Records supplied
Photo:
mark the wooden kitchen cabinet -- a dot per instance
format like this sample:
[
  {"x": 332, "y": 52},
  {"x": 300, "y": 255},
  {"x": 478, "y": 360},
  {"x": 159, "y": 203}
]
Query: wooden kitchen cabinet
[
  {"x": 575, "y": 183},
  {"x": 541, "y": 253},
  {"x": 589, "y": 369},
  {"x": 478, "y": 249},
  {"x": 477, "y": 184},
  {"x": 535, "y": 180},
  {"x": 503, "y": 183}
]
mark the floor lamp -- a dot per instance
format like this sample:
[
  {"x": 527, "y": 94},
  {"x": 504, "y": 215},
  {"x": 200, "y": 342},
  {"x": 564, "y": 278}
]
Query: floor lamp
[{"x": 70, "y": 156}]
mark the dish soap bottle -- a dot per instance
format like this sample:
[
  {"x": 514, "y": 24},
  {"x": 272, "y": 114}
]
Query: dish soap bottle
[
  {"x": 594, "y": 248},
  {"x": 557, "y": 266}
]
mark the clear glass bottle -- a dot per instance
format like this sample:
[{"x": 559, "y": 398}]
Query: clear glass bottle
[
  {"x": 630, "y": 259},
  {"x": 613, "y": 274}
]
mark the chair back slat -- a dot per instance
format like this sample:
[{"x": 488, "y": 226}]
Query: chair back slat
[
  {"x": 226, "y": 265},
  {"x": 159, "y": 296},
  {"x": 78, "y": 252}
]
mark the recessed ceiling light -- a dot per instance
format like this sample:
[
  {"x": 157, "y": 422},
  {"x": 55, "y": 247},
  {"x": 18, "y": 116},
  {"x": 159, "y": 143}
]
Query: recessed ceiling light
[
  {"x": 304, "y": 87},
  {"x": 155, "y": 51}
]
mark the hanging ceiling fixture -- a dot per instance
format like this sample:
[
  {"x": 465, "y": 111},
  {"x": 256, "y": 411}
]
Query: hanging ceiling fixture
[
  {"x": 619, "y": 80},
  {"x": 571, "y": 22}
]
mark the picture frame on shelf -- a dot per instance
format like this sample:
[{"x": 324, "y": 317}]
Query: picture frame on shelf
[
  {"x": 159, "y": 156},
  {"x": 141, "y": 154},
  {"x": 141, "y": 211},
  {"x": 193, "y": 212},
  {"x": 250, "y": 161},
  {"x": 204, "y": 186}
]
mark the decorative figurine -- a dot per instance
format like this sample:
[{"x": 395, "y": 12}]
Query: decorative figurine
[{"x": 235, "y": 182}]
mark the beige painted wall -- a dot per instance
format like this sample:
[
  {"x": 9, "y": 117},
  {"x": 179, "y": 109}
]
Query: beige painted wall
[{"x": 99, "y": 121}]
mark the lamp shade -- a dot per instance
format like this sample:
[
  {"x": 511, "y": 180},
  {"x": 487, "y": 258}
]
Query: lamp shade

Work order
Word for word, restate every record in the listing.

Solved exercise
Photo:
mark the wooden kitchen cabinet -- a dot per instance
format like this sample:
[
  {"x": 332, "y": 52},
  {"x": 300, "y": 255},
  {"x": 478, "y": 360},
  {"x": 159, "y": 203}
]
Query: wooden kitchen cabinet
[
  {"x": 575, "y": 183},
  {"x": 541, "y": 253},
  {"x": 589, "y": 369},
  {"x": 478, "y": 249},
  {"x": 477, "y": 184},
  {"x": 535, "y": 180},
  {"x": 503, "y": 183}
]
mark the floor lamp -- a dot per instance
format like this sample:
[
  {"x": 527, "y": 94},
  {"x": 504, "y": 215},
  {"x": 200, "y": 342},
  {"x": 564, "y": 278}
]
Query: floor lamp
[{"x": 70, "y": 156}]
mark the dish soap bottle -- a dot per instance
format like this sample:
[
  {"x": 514, "y": 24},
  {"x": 272, "y": 114}
]
Query: dish soap bottle
[
  {"x": 594, "y": 248},
  {"x": 557, "y": 266}
]
mark the clear glass bottle -- a dot per instance
format like this sample:
[{"x": 559, "y": 398}]
Query: clear glass bottle
[
  {"x": 630, "y": 259},
  {"x": 613, "y": 274}
]
mark the chair back slat -- a dot per instance
format like this sample:
[{"x": 488, "y": 226}]
Query: chair back slat
[
  {"x": 226, "y": 265},
  {"x": 159, "y": 296},
  {"x": 78, "y": 252}
]
mark the recessed ceiling light -- a dot per instance
format like this sample:
[
  {"x": 157, "y": 422},
  {"x": 55, "y": 247},
  {"x": 18, "y": 116},
  {"x": 159, "y": 143}
]
Query: recessed ceiling light
[
  {"x": 304, "y": 87},
  {"x": 155, "y": 51}
]
mark the hanging ceiling fixture -- a dot per instance
format like this sample:
[
  {"x": 465, "y": 111},
  {"x": 256, "y": 411}
]
Query: hanging ceiling fixture
[
  {"x": 619, "y": 80},
  {"x": 571, "y": 22}
]
mark the picture frame on shelf -- a dot per instance
format like this sample:
[{"x": 324, "y": 317}]
Query: picture frame on shelf
[
  {"x": 159, "y": 156},
  {"x": 141, "y": 154},
  {"x": 141, "y": 211},
  {"x": 193, "y": 212},
  {"x": 250, "y": 161},
  {"x": 204, "y": 186}
]
mark the decorative figurine -- a dot per instance
format like this sample:
[{"x": 395, "y": 12}]
Query: decorative figurine
[{"x": 235, "y": 182}]
mark the beige painted wall -- a dot per instance
format like this sample:
[
  {"x": 9, "y": 117},
  {"x": 179, "y": 109}
]
Query: beige painted wall
[{"x": 99, "y": 121}]
mark the lamp shade -- a dot per instance
format like this sample:
[
  {"x": 511, "y": 180},
  {"x": 487, "y": 258}
]
Query: lamp shade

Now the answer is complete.